+++ Dados da tarefa

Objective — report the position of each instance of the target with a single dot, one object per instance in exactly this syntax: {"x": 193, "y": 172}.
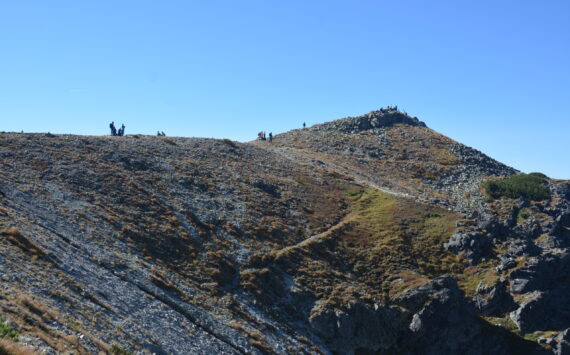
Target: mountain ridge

++++++
+++ Dados da tarefa

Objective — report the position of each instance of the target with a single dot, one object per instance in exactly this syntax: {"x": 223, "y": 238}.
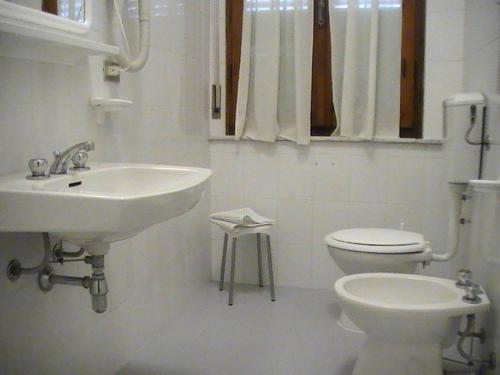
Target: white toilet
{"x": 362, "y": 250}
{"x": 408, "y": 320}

++++++

- **Objetivo**
Devolva todas as linhas dos itens acima que contêm a palavra "instance".

- **Resposta final**
Objective — report the position of each instance of the target with a single dot, one object per instance in exactly this syntax: {"x": 193, "y": 172}.
Objective — report the position of each instance of the target with a single dot, one object per instance in exactly this syntax: {"x": 223, "y": 238}.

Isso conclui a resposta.